Depression Treatment in Gurugram —
Dr. Anindo Mitra, Consultant Psychiatrist
By Dr. Anindo Mitra | MBBS, MD Psychiatry (JIPMER) | Consultant Psychiatrist, Athena Behavioural Health, Gurugram
Depression is not a character flaw or a response to a difficult week. It is a clinical condition that affects how the brain regulates mood, sleep, concentration, and motivation — and it is one of the most treatable psychiatric conditions when the diagnosis is correct and the treatment plan is honest.
Depression presents differently in different people. Some patients describe persistent low mood and hopelessness. Others lose interest in things they previously found meaningful, or notice that their sleep has shifted — either sleeping far too much or lying awake for hours. Concentration difficulties, fatigue that does not improve with rest, changes in appetite, and a pervasive sense that things will not get better are all part of the clinical picture. In some presentations, irritability is more prominent than sadness — particularly in younger patients and men. In others, physical symptoms dominate: headaches, digestive complaints, body pain that investigations fail to explain.

(Saved data entries)
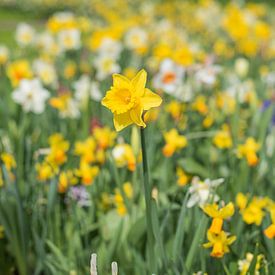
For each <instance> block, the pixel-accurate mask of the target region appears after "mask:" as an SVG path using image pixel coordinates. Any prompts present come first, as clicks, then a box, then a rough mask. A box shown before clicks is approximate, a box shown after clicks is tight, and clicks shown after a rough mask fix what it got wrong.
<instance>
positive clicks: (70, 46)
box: [57, 29, 81, 51]
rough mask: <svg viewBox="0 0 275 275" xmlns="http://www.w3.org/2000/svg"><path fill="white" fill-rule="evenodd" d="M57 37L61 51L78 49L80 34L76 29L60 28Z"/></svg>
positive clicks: (80, 39) (79, 42) (79, 47)
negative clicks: (57, 35) (59, 31)
mask: <svg viewBox="0 0 275 275" xmlns="http://www.w3.org/2000/svg"><path fill="white" fill-rule="evenodd" d="M57 38H58V44H59V46H60V48H61V49H62V50H63V51H67V50H78V49H79V48H80V47H81V34H80V31H79V30H78V29H68V30H62V31H61V32H59V33H58V37H57Z"/></svg>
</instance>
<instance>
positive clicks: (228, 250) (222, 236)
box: [203, 230, 236, 258]
mask: <svg viewBox="0 0 275 275" xmlns="http://www.w3.org/2000/svg"><path fill="white" fill-rule="evenodd" d="M207 239H208V241H209V242H208V243H205V244H203V247H204V248H210V247H213V249H212V252H211V254H210V255H211V256H212V257H215V258H222V257H223V256H224V254H225V253H228V252H229V245H231V244H232V243H233V242H234V241H235V240H236V236H230V237H228V234H227V233H226V232H224V231H221V232H220V233H219V234H215V233H212V232H211V231H210V230H208V231H207Z"/></svg>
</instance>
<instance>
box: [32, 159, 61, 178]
mask: <svg viewBox="0 0 275 275" xmlns="http://www.w3.org/2000/svg"><path fill="white" fill-rule="evenodd" d="M35 169H36V172H37V179H38V180H40V181H46V180H49V179H50V178H52V177H53V176H54V175H55V174H56V172H57V169H56V168H54V167H52V166H51V165H50V164H48V163H46V162H43V163H37V164H36V166H35Z"/></svg>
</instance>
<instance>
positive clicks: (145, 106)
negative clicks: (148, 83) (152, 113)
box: [141, 89, 162, 111]
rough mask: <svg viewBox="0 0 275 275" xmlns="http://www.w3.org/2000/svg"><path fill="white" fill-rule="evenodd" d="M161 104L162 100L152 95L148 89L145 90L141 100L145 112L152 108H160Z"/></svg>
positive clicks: (149, 90)
mask: <svg viewBox="0 0 275 275" xmlns="http://www.w3.org/2000/svg"><path fill="white" fill-rule="evenodd" d="M161 102H162V99H161V97H160V96H159V95H158V94H156V93H153V92H152V91H150V90H149V89H145V93H144V96H143V97H142V98H141V104H142V106H143V109H144V110H145V111H147V110H149V109H151V108H153V107H158V106H160V104H161Z"/></svg>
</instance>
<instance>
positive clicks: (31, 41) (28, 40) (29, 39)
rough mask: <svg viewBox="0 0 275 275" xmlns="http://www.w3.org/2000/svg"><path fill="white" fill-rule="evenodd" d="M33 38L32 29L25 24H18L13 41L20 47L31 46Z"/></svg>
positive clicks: (34, 35) (31, 26) (24, 23)
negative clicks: (20, 46) (18, 44)
mask: <svg viewBox="0 0 275 275" xmlns="http://www.w3.org/2000/svg"><path fill="white" fill-rule="evenodd" d="M34 37H35V30H34V28H33V27H32V26H31V25H29V24H26V23H20V24H19V25H18V26H17V28H16V33H15V39H16V42H17V43H18V44H19V45H20V46H28V45H30V44H32V42H33V41H34Z"/></svg>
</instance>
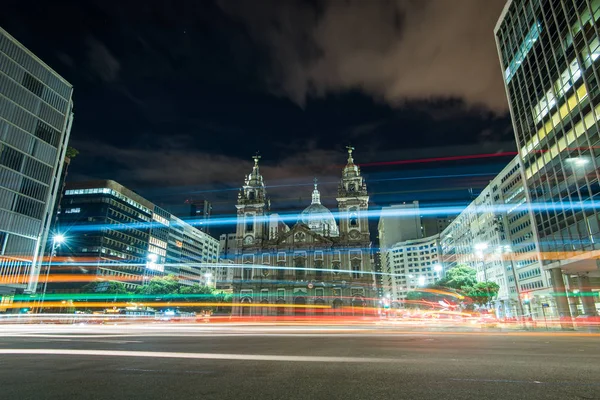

DIRECTIONS FOR THIS TASK :: According to the depression treatment page, why is depression not a character flaw or a response to a difficult week? Answer in one to three sentences. Please rely on the depression treatment page alone.

RESULT OF THIS TASK :: Depression is a clinical condition that affects how the brain regulates mood, sleep, concentration, and motivation.